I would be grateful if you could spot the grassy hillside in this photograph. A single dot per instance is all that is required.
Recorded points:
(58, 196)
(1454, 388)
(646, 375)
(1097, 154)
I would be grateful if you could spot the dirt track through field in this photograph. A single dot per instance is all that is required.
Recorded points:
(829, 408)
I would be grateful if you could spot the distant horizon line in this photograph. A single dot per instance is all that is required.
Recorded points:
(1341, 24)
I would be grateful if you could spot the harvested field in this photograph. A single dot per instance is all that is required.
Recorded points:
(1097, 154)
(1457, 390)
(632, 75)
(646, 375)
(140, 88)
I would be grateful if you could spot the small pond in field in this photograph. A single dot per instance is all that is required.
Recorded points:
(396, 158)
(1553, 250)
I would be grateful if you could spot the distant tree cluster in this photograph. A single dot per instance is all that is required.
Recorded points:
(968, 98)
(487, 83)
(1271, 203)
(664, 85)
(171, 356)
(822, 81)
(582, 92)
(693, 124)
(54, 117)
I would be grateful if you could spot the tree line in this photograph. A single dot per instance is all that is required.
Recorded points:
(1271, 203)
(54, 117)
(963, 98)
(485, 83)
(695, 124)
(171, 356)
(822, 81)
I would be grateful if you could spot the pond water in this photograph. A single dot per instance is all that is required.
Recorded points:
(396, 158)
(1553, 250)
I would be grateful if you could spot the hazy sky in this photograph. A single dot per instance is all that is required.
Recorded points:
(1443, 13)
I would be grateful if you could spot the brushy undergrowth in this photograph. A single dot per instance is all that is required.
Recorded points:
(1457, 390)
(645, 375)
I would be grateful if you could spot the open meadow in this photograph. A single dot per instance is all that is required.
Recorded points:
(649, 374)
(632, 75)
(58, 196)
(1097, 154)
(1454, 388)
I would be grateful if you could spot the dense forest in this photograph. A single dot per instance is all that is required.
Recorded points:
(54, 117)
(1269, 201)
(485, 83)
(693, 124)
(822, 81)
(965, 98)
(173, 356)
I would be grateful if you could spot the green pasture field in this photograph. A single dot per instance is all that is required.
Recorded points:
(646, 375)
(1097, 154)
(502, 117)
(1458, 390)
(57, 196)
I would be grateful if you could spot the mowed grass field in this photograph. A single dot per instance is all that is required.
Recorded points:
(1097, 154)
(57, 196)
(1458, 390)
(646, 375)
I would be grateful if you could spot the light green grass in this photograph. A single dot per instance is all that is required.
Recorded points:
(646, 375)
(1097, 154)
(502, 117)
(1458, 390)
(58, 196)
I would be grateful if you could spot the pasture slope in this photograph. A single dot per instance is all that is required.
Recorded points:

—————

## WHAT IS REQUIRED:
Write out exactly the lines of the entries above that run from the line containing "I would be grateful if you could spot the dense" through the last line, including both.

## ANSWER:
I would be grateful if you could spot the dense forest in this photograph. A single dot per instance is all that is required.
Recorded points:
(54, 117)
(1269, 201)
(485, 83)
(693, 124)
(822, 81)
(965, 98)
(173, 356)
I would be grateful if you could spot the green pasture field in this photograph. A single dot per instance is all that is required.
Recorded points:
(646, 375)
(1097, 154)
(502, 117)
(1458, 390)
(57, 196)
I would be grateful if you could spot the mowed grass field in this photograph. A single dot per instance is all that is required.
Recorded points:
(1097, 154)
(57, 196)
(1458, 390)
(646, 375)
I would be grateful if you could spot the light green grass in this photograph. A single dot per instance is all that is required.
Recorded points:
(646, 375)
(1097, 154)
(502, 117)
(1458, 390)
(58, 196)
I would be grateful if you could spot the pasture slope in this photograph. A single dot per instance is all that is required.
Recorded points:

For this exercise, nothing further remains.